• [Exercise]: Turn every line of the data below into a numbered list, omitting any blank lines.

(Pointing and labeling entries)

* * * *

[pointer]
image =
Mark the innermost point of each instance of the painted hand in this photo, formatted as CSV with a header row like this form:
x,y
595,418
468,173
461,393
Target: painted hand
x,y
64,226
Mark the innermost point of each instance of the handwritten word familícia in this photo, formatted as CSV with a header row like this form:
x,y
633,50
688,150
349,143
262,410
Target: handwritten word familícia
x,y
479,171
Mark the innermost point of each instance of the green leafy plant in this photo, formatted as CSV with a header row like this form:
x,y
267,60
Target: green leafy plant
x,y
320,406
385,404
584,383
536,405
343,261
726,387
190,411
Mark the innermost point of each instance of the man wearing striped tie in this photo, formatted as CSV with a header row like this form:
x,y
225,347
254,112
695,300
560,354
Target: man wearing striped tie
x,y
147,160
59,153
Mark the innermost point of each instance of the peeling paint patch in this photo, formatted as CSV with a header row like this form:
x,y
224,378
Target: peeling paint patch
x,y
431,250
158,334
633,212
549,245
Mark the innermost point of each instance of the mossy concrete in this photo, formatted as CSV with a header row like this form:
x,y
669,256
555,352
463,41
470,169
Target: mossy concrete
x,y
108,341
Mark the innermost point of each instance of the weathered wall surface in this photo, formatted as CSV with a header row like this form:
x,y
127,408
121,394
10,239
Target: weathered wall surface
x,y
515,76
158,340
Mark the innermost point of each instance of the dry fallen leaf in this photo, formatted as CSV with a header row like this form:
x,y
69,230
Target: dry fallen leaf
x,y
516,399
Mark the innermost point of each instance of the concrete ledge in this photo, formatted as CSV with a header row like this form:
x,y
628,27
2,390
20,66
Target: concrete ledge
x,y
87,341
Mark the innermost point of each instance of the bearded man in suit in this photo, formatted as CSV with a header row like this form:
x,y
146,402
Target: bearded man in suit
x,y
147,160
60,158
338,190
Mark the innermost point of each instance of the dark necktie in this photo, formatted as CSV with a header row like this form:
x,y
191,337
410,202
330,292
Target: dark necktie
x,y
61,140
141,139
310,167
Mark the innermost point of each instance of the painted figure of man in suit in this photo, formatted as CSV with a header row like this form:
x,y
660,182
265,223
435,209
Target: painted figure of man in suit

* * * *

• [Written reply]:
1. [pointer]
2. image =
3. Mark the innermost point of each instance of the painted hand in this photo, formatted as CSV with a header row like this form:
4. x,y
5. 595,418
6. 468,173
7. 461,393
8. Target: painted hand
9. x,y
10. 64,226
11. Mark the innermost point of each instance of the handwritten word familícia in this photo, formatted as CSV with a header row like this form:
12. x,y
13. 633,50
14. 688,150
15. 349,143
16. 262,410
17. Target: handwritten word familícia
18. x,y
19. 479,171
20. Mark the innermost point of each instance of the green leafy plant in this photo, formatted as CSV with a header row like this form:
21. x,y
22. 267,60
23. Target: green leafy plant
24. x,y
25. 320,406
26. 385,404
27. 584,383
28. 536,405
29. 343,261
30. 726,387
31. 190,411
32. Mark the innermost point of each instance of the man wearing striped tie in this photo, formatted as CSV with a header row like this form:
33. x,y
34. 225,347
35. 254,112
36. 695,300
37. 560,354
38. Target: man wearing striped tie
39. x,y
40. 147,160
41. 59,153
42. Mark the innermost point of each instance of the peeling paint patch in this photo, formatted as CSV with a header row like this form:
43. x,y
44. 224,378
45. Target: peeling paint patch
46. x,y
47. 431,250
48. 158,334
49. 633,212
50. 549,245
51. Mark the innermost point of each instance of the mossy concrete in this photo, formatted as CSV with a header row like this form:
52. x,y
53. 669,256
54. 555,352
55. 463,41
56. 470,169
57. Target: mossy concrete
58. x,y
59. 108,341
60. Mark the innermost point of each instance of the weathered wall surface in this photo, formatted as CSV with a header row like this form:
61. x,y
62. 127,408
63. 121,394
64. 10,239
65. Target: weathered wall surface
66. x,y
67. 515,76
68. 158,340
69. Mark the innermost point of each instance of the dry fallen leaf in this photo, formatted as CSV with a header row like this form:
70. x,y
71. 69,230
72. Target: dry fallen leaf
73. x,y
74. 516,399
75. Mark the innermost point of each instance of the concrete ledge in this photo, formatted as CSV with a header row like this form:
76. x,y
77. 628,27
78. 2,390
79. 20,66
80. Target: concrete ledge
81. x,y
82. 87,341
83. Mark the innermost point of each instance of the bearded man in suit in this photo, formatted as CSV with a header row like this form:
84. x,y
85. 146,402
86. Target: bearded man in suit
87. x,y
88. 147,160
89. 60,158
90. 338,190
91. Mark the innermost point of each instance of the dark necktie in this photo, formatted as CSV with a header row like this form:
92. x,y
93. 191,337
94. 410,202
95. 330,292
96. Target: dark necktie
97. x,y
98. 61,140
99. 141,139
100. 310,167
101. Mark the innermost point of each instance of the painted figure of man in suit in this photo, formatted as CSV with a header row like this form:
102. x,y
103. 660,182
104. 265,223
105. 435,209
106. Target: painted figure of man in suit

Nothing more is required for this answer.